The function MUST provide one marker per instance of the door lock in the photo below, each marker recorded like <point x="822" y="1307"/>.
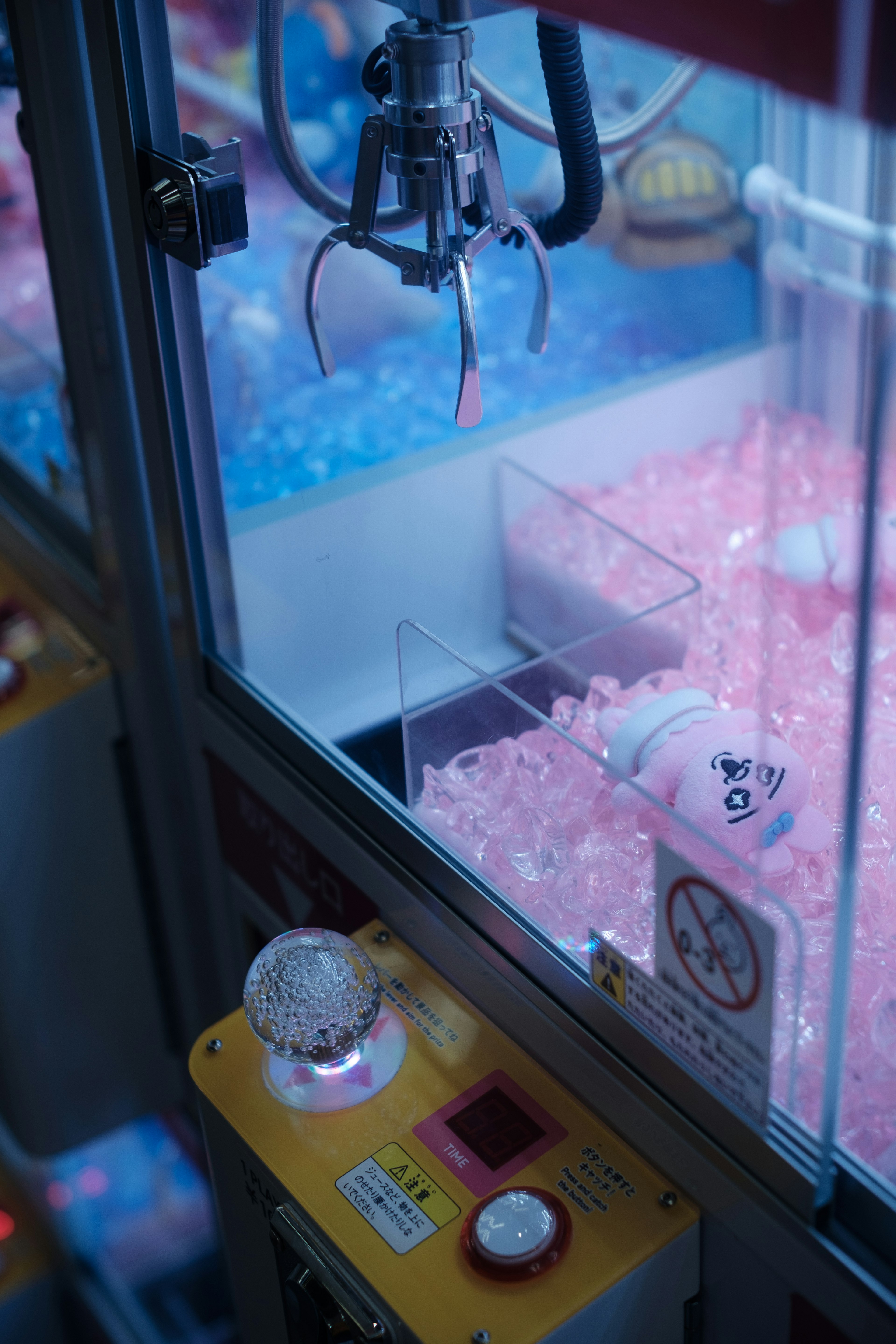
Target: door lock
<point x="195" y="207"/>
* * *
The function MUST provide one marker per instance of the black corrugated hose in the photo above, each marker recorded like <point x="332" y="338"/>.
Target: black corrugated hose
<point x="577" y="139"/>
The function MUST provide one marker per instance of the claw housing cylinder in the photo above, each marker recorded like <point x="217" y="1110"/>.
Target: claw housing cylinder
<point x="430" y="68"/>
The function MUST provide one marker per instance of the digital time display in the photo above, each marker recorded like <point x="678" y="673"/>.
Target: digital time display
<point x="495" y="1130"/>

**Written problem**
Count the lines of the records above that contain the word "black". What is the total? Reply with the number alone.

**Result of the task**
2